-- SOURCE RECORDS follows --

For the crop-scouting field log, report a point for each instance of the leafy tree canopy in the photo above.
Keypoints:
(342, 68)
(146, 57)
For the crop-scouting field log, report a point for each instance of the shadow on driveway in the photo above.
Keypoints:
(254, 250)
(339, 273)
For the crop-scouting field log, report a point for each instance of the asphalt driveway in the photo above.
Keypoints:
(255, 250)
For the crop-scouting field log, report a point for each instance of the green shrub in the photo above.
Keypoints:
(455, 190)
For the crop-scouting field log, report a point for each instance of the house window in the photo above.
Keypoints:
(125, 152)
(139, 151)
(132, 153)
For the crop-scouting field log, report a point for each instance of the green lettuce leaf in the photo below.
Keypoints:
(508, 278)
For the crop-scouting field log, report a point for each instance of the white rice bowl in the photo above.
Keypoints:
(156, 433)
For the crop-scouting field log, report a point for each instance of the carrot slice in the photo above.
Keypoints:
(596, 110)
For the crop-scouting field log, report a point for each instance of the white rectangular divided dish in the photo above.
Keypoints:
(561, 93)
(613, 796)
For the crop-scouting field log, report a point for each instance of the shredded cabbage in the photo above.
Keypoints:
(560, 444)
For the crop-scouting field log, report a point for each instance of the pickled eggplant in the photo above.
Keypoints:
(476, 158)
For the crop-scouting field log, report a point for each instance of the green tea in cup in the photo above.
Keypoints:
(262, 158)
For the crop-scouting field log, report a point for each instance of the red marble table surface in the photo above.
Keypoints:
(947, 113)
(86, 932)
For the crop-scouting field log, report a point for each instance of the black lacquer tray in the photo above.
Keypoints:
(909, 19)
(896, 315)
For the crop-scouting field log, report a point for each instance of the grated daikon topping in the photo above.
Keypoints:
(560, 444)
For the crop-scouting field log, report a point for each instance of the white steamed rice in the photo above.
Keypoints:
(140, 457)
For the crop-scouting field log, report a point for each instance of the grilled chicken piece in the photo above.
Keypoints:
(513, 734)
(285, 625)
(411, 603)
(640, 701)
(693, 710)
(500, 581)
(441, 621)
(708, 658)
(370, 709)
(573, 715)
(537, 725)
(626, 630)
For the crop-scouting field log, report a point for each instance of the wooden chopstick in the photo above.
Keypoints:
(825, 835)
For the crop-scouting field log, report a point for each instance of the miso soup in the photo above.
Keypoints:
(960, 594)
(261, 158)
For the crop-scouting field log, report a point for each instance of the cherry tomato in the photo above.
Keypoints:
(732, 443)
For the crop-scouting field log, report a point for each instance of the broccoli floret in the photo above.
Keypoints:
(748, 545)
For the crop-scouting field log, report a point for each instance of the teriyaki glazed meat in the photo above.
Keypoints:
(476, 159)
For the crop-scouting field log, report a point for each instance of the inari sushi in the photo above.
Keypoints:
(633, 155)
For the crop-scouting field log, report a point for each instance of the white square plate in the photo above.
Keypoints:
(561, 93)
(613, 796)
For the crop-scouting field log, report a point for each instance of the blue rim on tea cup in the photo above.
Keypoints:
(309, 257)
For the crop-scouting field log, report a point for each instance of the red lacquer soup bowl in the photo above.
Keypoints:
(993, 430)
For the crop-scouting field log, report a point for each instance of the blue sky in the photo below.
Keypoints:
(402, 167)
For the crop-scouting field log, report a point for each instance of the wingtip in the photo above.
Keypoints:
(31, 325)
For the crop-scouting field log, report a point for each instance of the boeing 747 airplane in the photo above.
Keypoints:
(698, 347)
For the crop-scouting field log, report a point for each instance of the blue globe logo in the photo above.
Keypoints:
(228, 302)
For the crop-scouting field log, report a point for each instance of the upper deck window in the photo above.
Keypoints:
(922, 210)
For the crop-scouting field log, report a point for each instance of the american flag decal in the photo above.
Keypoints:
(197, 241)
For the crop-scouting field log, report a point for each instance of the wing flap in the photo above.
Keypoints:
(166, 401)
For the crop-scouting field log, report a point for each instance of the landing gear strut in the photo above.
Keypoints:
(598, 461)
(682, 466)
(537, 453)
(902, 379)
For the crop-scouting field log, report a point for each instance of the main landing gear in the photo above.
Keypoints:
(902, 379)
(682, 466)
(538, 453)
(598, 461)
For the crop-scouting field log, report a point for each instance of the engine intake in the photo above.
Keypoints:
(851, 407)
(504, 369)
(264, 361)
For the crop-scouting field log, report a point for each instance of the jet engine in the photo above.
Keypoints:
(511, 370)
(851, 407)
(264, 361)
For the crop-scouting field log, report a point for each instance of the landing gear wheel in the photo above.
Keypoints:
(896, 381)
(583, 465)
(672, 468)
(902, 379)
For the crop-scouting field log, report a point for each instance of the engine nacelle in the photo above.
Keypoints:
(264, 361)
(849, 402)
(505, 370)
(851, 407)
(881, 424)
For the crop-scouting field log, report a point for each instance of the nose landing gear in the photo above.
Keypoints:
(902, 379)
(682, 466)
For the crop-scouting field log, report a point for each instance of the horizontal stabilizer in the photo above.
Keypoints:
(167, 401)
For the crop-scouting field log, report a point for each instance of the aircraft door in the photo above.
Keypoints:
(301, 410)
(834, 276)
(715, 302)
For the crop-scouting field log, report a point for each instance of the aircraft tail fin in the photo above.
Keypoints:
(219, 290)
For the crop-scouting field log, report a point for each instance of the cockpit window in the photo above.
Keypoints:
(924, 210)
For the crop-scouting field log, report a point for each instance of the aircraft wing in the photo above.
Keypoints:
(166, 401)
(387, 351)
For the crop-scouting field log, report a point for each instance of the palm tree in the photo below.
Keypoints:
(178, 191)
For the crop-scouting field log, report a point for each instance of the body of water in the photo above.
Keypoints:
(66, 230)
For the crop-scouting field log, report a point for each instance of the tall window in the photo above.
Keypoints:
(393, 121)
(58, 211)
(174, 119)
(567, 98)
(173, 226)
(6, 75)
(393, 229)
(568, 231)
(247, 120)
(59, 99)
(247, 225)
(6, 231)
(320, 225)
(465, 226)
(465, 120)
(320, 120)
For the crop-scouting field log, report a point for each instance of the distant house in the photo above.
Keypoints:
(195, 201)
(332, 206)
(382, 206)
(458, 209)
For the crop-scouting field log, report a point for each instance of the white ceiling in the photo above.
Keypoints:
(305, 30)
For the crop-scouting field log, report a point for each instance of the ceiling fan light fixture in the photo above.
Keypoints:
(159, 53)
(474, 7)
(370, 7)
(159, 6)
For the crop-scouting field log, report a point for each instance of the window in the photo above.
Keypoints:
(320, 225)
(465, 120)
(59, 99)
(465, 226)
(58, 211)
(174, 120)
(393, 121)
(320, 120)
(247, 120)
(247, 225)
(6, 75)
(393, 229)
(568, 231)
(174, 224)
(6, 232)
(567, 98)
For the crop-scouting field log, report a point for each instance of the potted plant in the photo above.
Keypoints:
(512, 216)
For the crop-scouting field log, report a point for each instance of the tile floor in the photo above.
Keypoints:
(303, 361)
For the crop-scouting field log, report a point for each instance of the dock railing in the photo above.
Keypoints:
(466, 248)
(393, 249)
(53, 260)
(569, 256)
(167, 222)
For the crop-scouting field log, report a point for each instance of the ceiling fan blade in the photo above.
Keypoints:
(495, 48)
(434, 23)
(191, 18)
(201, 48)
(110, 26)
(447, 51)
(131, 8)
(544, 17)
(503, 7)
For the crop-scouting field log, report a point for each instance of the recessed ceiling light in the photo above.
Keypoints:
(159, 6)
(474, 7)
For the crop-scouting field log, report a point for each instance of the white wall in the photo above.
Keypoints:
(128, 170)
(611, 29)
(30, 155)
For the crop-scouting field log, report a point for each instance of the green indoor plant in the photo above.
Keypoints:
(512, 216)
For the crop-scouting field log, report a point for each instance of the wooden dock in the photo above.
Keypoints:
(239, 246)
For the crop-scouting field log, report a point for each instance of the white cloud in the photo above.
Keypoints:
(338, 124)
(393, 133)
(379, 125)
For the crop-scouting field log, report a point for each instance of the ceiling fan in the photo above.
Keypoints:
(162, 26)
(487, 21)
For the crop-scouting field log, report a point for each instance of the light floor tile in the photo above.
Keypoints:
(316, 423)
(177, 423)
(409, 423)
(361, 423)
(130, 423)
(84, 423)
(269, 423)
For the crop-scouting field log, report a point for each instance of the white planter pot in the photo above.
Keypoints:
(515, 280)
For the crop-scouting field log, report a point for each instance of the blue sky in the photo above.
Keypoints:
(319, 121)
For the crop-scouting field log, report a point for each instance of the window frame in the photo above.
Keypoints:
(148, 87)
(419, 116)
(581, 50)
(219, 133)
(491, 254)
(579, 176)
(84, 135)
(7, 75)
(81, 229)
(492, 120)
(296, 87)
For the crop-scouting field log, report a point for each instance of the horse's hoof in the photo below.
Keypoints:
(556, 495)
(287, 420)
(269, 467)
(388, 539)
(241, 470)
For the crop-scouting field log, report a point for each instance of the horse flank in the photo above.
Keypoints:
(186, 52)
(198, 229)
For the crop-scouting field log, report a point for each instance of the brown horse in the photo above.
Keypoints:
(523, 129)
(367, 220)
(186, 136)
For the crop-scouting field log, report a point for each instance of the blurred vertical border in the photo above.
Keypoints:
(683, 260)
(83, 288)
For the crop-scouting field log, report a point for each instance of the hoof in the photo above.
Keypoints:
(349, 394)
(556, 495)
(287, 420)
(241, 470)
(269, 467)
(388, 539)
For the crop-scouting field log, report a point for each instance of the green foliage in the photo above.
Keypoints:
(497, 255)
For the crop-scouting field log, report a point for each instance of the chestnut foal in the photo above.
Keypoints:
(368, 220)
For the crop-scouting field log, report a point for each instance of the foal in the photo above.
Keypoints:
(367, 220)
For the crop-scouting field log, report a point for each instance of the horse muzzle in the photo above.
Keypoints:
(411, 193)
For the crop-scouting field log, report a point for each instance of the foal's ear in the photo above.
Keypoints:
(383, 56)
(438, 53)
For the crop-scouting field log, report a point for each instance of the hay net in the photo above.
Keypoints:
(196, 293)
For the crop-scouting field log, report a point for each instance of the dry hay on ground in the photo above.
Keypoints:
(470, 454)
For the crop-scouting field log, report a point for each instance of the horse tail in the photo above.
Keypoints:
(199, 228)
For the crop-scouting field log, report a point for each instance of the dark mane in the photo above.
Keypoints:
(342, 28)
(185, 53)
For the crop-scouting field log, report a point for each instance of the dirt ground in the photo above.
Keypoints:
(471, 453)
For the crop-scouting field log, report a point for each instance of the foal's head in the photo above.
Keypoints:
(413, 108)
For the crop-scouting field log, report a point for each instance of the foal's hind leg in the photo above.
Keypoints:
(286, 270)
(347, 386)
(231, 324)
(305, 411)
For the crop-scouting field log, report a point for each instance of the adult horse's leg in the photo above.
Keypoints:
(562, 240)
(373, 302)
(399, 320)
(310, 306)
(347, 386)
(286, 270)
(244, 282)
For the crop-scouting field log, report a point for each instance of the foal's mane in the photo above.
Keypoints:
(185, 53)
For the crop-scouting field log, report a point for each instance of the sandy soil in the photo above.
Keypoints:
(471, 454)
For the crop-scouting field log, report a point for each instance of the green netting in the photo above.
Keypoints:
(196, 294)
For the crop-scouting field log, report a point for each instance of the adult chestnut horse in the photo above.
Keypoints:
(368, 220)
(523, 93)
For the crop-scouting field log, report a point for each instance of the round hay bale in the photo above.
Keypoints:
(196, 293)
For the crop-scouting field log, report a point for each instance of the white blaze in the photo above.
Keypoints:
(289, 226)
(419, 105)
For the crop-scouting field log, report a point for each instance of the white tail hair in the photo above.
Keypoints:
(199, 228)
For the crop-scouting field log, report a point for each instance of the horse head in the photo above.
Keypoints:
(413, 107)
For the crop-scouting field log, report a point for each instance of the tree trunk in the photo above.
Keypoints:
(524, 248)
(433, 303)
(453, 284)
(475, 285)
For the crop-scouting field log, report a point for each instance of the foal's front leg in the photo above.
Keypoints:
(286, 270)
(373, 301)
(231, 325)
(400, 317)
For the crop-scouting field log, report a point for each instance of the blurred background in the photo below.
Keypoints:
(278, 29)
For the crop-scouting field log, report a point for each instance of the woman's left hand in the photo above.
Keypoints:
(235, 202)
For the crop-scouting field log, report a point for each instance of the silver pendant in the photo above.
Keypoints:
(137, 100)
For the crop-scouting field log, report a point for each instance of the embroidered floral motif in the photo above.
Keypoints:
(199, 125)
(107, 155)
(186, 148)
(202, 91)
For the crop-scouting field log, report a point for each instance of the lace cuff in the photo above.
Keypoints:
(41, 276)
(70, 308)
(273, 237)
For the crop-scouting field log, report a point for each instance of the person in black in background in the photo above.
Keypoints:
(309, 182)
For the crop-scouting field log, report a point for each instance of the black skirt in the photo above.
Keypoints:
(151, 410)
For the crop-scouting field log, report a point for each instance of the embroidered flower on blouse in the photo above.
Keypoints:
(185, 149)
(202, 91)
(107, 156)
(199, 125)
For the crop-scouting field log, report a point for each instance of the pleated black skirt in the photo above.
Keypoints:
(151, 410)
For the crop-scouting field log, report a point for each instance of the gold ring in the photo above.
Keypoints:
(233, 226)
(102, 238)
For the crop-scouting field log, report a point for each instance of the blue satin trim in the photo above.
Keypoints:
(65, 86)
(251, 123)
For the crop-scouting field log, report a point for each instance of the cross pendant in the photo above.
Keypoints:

-- SOURCE RECORDS concluded --

YOUR ASSIGNMENT: Among the entries above, find the line with "rice bowl in the photo above." and the line with "piece in the photo above."; give again exactly these two lines and all lines between them.

TASK SOLUTION:
For the crop-scouting field log, report a point for each instance of the white rice bowl in the photo above.
Keypoints:
(156, 433)
For the crop-scouting field log, report a point for each instance of the carrot slice in the photo above.
Keypoints:
(596, 110)
For the crop-scouting field log, report a point for each instance of the white rectangular divided dish in the photo above.
Keypoints:
(561, 93)
(613, 796)
For the crop-scouting field log, report a point for each instance of the shredded cabbage in the photo above.
Keypoints:
(560, 444)
For the crop-scouting field log, report a point for each instance of the pickled eggplant in the photo above.
Keypoints:
(476, 158)
For the crop-scouting field log, report a point for each instance of the green tea in cup in the photo above.
Keypoints:
(262, 158)
For the crop-scouting field log, report a point for each instance of the red marble table surface in the photo above.
Keypoints:
(947, 113)
(86, 932)
For the crop-scouting field log, report a point for each instance of the black lacquer tray in the photo above.
Keypoints:
(909, 19)
(896, 315)
For the crop-scouting field log, report a point for each instance of the grated daikon topping in the photo above.
Keypoints:
(560, 444)
For the crop-scouting field log, report a point for each instance of the white steamed rice in the photo above.
Keypoints:
(140, 457)
For the crop-scouting field log, report a point for each instance of the grilled chicken piece in the photo above.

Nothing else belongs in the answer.